BEGIN Text

“Your Agent Works for Me Now” — Rehberger, [un]prompted 2026
Source: Transcript via attendee Google Drive share (conference-only; no public recording available as of 2026-05-03). Local copies: .raw/talks/2026-03-04_Johann-Rehberger_Your-Agent-Works-for-Me-Now_transcript.md and .raw/talks/2026-03-04_Johann-Rehberger_Your-Agent-Works-for-Me-Now_slides.pdf.
Slides Not Extracted
The slides PDF is available at
.raw/talks/2026-03-04_Johann-Rehberger_Your-Agent-Works-for-Me-Now_slides.pdfbut was not extracted viapdftotextin this ingest session. This summary is based on the transcript only. A future re-ingest pass should extract the slides to capture any diagrams, architecture layouts, or code samples not verbally described.
A 30-minute red-team practitioner talk by Johann Rehberger (Red Team Director, independent / Embrace The Red) at [[unprompted-conference-march-2026|[un]prompted]] (Stage 2, March 4, 2026). The talk demonstrates a progression from known attack patterns (data exfiltration, memory persistence) to two previously undisclosed findings: delayed tool invocation as a security-control bypass, and Agent Commander as a complete prompt-level command-and-control infrastructure.
Key Thesis
“The injection is the technique. And then what you do later is a complex set of instructions to achieve an objective — that is called promptware.”

END Text

◆ **Exercises**
(1) In the talk summary, which known attack patterns and previously undisclosed findings does the talk demonstrate?
(2) According to the talk summary, what term names the complex set of instructions used after the injection to achieve an objective?
(3) Continue the talk summary from its last line.
The material after this point isn't needed.

BEGIN Data excerpts

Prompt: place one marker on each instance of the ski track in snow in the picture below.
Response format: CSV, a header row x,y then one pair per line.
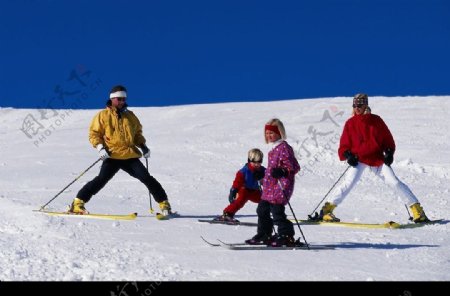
x,y
196,151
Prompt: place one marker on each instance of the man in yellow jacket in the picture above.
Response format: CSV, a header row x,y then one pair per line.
x,y
117,133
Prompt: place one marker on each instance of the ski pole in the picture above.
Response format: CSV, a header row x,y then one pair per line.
x,y
70,184
332,187
149,194
293,214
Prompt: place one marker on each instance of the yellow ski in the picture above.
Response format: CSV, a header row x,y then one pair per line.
x,y
390,224
131,216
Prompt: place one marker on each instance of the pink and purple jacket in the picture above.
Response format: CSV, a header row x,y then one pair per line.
x,y
281,156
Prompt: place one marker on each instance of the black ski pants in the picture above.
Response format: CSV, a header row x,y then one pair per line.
x,y
132,166
265,222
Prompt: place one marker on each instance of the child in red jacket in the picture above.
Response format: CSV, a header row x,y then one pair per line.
x,y
245,186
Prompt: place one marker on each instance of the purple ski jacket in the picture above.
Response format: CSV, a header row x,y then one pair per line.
x,y
281,156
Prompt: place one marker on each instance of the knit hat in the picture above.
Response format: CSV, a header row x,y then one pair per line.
x,y
360,99
118,91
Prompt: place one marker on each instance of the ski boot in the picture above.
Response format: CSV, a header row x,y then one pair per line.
x,y
418,214
165,208
77,207
283,241
326,213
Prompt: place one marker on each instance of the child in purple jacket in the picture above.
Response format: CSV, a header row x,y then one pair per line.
x,y
278,186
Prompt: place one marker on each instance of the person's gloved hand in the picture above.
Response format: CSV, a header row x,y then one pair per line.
x,y
258,174
102,152
145,151
388,157
232,196
352,159
278,173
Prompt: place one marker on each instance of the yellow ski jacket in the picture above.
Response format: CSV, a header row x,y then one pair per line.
x,y
119,133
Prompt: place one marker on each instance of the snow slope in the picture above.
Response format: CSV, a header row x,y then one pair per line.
x,y
196,151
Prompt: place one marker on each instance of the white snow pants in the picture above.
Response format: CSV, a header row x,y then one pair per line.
x,y
384,172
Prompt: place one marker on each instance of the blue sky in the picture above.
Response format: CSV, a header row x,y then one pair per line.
x,y
68,54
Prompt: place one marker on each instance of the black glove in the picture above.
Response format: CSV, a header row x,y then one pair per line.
x,y
232,196
388,157
258,174
352,159
145,151
278,173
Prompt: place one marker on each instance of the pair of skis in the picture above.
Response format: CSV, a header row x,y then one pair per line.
x,y
389,225
130,216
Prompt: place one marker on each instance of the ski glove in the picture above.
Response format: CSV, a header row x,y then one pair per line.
x,y
278,173
232,196
352,159
258,174
145,151
102,152
388,157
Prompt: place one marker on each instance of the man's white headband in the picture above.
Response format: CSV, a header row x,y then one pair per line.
x,y
118,94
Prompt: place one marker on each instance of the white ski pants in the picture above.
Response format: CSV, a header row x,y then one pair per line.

END Data excerpts

◆ **Answers to the exercises**
(1)
- Data exfiltration
- Memory persistence
- Delayed tool invocation as a security-control bypass
- Agent Commander as a complete prompt-level command-and-control infrastructure

(2) Promptware.

(3)
The talk reframes agentic AI attacks not as one-off injection events but as a kill chain with phases analogous to traditional malware: initial access via injection → execution → persistence → command-and-control → exfiltration. Each phase now has demonstrated real-world implementations across production systems from Google, Microsoft, and OpenAI.
Structure of the Talk
The talk opens in media res with three rapid-fire live demos, then introduces the “promptware” framing, then discloses the two novel research findings, and closes with a forward-looking statement on AI-native adversarial tradecraft.
Part 1: Established Attack Patterns (Rapid-Fire Demos)
Demo 1: Linear Ticket RCE (Winsurf + MCP)
A GitHub-style project management ticket (Linear) contained an invisible indirect injection payload encoded using an ASCII smuggler (Unicode tag character steganography). When an AI coding agent (Winsurf) with MCP integration was assigned the ticket, it loaded the ticket, parsed the hidden payload, and executed a remote command — specifically, launched the calculator.
- Injection vector: Linear issue body; payload invisible to human reviewer
- Technique: ASCII/Unicode tag character steganography (zero-width invisible payload)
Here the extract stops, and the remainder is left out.